_Selected text_

»»

Attensity: Downplaying Automated Collection and Analysis

November 7, 2014

I read “Do What I Mean, Not What I Say: The Text Analytics Paradox.” The write up made a comment which I found interesting; to wit:

Now, before you start worrying about robots replacing humans (relax—that’s at least a couple of years away), understand this: context and disambiguation within these billions of daily social posts, tweets, comments, and online surveys is they key to viable, business-relevant data. The way human use language is replete with nuance, idiomatic expressions, slang, typos, and of course, context. This underscores the magnitude of surfacing actionable intelligence in data for any industry.

Based on information my research team has collected, the notion of threat detection via automated collection and analysis of Internet-accessible information is quite advanced. In fact, some of the technology has been undergoing continuous refinement since the late 1990s. Rutgers University has been one of the academic outfits in the forefront of this approach to the paradox puzzling Attensity.

The more recent entrants in this important branch (perhaps an new redwood in the search forest) of information access are keeping a low profile. There is a promising venture funded company in Baltimore as well as a China-based firm operating from offices in Hong Kong. Neither of these companies has captured the imagination of traditional content processing vendors for three reasons:

First, the approach is not from traditional information retrieval methodologies.

Second, the companies generate most of their revenue from organizations demanding “quiet service.” (This means that when there is no marketing hoo hah, the most interesting companies are simply not visible to the casual, MBA inspired analyst.

Third, the outputs are of stunning utility. Information about quite particular subjects are presented without recourse to traditional human intermediated fiddling.

I want to float an idea: The next generation firms delivering state of the art solutions and have yet to hit the wall that requires the type of marketing that now characterizes some content processing efforts.

I am trying to figure out how to present these important but little known players. I will write about one in my next Info Today article. The challenge is that there are two dozen firms pushing “search” in a new and productive direction.

Stephen E Arnold, November 7, 2014

Attensity Ups Its Presence in Hackathons

October 28, 2014

I found the Attensity blog post “Attensity Takes Utah Tech Week” quite interesting. I cannot recall when mainstream content processing companies embraced hackathons so fiercely.

The blog post explains:

A hackathon, for the uninitiated, is exactly what it sounds like: a hybrid of computer hacking and a marathon in a grueling, caffeine-fueled, 12-hour time period. Groups comprised of mostly engineers and IT whizzes compete against the clock and other teams to create a project to present at the of the day to a panel of judges.

««

_Collected data_
»»

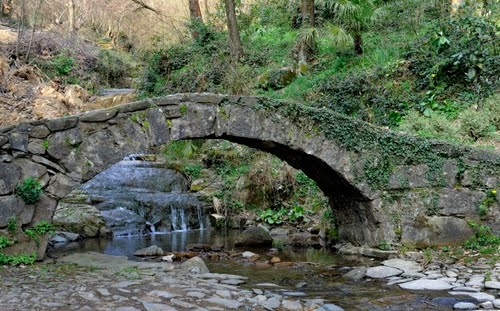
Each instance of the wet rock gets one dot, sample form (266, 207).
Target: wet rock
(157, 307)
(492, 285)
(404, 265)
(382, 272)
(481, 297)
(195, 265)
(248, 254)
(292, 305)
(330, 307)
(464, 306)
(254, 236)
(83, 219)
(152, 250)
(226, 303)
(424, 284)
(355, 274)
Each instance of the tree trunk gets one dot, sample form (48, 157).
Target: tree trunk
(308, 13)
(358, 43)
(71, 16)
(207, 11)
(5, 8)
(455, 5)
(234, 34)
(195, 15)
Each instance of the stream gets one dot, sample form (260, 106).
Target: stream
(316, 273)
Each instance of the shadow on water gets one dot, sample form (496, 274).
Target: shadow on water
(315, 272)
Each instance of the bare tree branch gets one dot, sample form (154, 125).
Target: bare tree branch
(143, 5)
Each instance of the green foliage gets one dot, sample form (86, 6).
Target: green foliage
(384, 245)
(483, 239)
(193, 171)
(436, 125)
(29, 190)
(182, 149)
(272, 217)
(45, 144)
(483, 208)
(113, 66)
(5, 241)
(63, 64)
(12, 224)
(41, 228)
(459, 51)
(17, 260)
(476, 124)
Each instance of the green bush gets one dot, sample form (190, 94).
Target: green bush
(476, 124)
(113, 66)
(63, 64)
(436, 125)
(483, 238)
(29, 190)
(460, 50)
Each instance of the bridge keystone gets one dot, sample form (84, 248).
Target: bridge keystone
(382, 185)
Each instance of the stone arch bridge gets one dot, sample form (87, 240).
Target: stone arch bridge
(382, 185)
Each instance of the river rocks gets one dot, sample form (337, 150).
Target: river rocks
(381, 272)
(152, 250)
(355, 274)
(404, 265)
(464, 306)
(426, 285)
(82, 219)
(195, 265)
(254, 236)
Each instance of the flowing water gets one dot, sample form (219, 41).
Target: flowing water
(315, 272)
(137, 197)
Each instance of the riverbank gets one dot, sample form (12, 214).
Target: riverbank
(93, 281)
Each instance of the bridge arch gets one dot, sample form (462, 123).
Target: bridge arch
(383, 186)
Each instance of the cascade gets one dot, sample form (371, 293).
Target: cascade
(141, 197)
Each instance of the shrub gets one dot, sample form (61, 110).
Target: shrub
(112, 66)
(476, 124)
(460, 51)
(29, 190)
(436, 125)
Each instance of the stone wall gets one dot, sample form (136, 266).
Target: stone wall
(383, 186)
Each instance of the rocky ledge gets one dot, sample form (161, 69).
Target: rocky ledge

««
»»

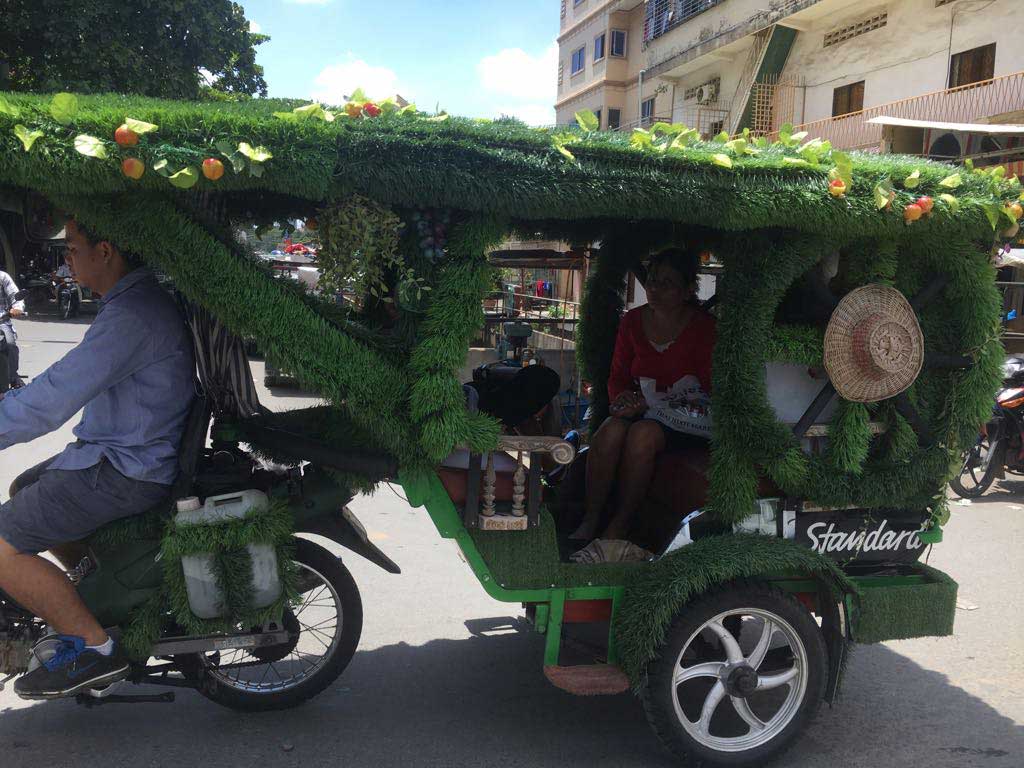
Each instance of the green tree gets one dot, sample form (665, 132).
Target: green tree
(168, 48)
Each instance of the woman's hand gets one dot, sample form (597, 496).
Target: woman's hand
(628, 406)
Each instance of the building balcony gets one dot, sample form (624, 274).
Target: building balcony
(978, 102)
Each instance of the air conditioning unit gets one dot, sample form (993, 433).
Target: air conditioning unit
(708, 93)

««

_Goal_
Pick up the Attensity blog posts at the top of the page right after their last sentence and keep writing.

_Task response_
What did Attensity’s engineers build to showcase the company’s sentiment analysis and analytics technologies? Here’s the Attensity description:

With the Twitter API up and running, Team Attensity used Raspberry Pi to process tweets using #obama and #utahtechweek. Simultaneously, the team used Arduino to code sentiments from the tweets using a red light for negative sentiments, blue for positive sentiments, and yellow for neutral sentiments.

Attensity was pleased with the outcome in Utah. More hackathons are in the firm’s future. I wonder if one can deploy IBM Watson using a Raspberry Pi or showcase HP Autonomy with an Arduino.

How will hackathons generate revenue? I am not sure. The effort seems like a cost hole to me.

Stephen E Arnold, October 28, 2014

Attensity Leverages Biz360 Invention

August 4, 2014

In 2010, Attensity purchased Biz360. The Beyond Search comment on this deal is at http://bit.ly/1p4were. One of the goslings reminded me that I had not instructed a writer to tackle Attensity’s July 2014 announcement “Attensity Adds to Patent Portfolio for Unstructured Data Analysis Technology.” PR-type “stories” can disappear, but for now you can find a description of “Attensity Adds to Patent Portfolio for Unstructured Data Analysis Technology” at http://reut.rs/1qU8Sre.

My researcher showed me a hard copy of 8,645,395, and I scanned the abstract and claims. The abstract, like many search and content processing inventions, seemed somewhat similar to other text parsing systems and methods. The invention was filed in April 2008, two years before Attensity purchased Biz360, a social media monitoring company. Attensity, as you may know, is a text analysis company founded by Dr. David Bean. Dr. Bean employed various “deep” analytic processes to figure out the meaning of words, phrases, and documents. My limited understanding of Attensity’s methods suggested to me that Attensity’s Bean-centric technology could process text to achieve a similar result. I had a phone call from AT&T regarding the utility of certain Attensity outputs. I assume that the Bean methods required some reinforcement to keep pace with customers’ expectations about Attensity’s Bean-centric system. Neither the goslings nor I are patent attorneys. So after you download 395, seek out a patent attorney and get him/her to explain its mysteries to you.

The abstract states:

A system for evaluating a review having unstructured text comprises a segment splitter for separating at least a portion of the unstructured text into one or more segments, each segment comprising one or more words; a segment parser coupled to the segment splitter for assigning one or more lexical categories to one or more of the one or more words of each segment; an information extractor coupled to the segment parser for identifying a feature word and an opinion word contained in the one or more segments; and a sentiment rating engine coupled to the information extractor for calculating an opinion score based upon an opinion grouping, the opinion grouping including at least the feature word and the opinion word identified by the information extractor.

This invention tackles the Mean Joe Green of content processing from the point of view of a quite specific type of content: A review. Amazon has quite a few reviews, but the notion of an “shaped” review is a thorny one. See, for example, http://bit.ly/1pz1q0V.) The invention’s approach identifies words with different roles; some words are “opinion words” and others are “feature words.” By hooking a “sentiment engine” to this indexing operation, the Biz360 invention can generate an “opinion score.” The system uses item, language, training model, feature, opinion, and rating modifier databases. These, I assume, are either maintained by subject matter experts (expensive), smart software working automatically (often evidencing “drift” so results may not be on point), or a hybrid approach (humans cost money).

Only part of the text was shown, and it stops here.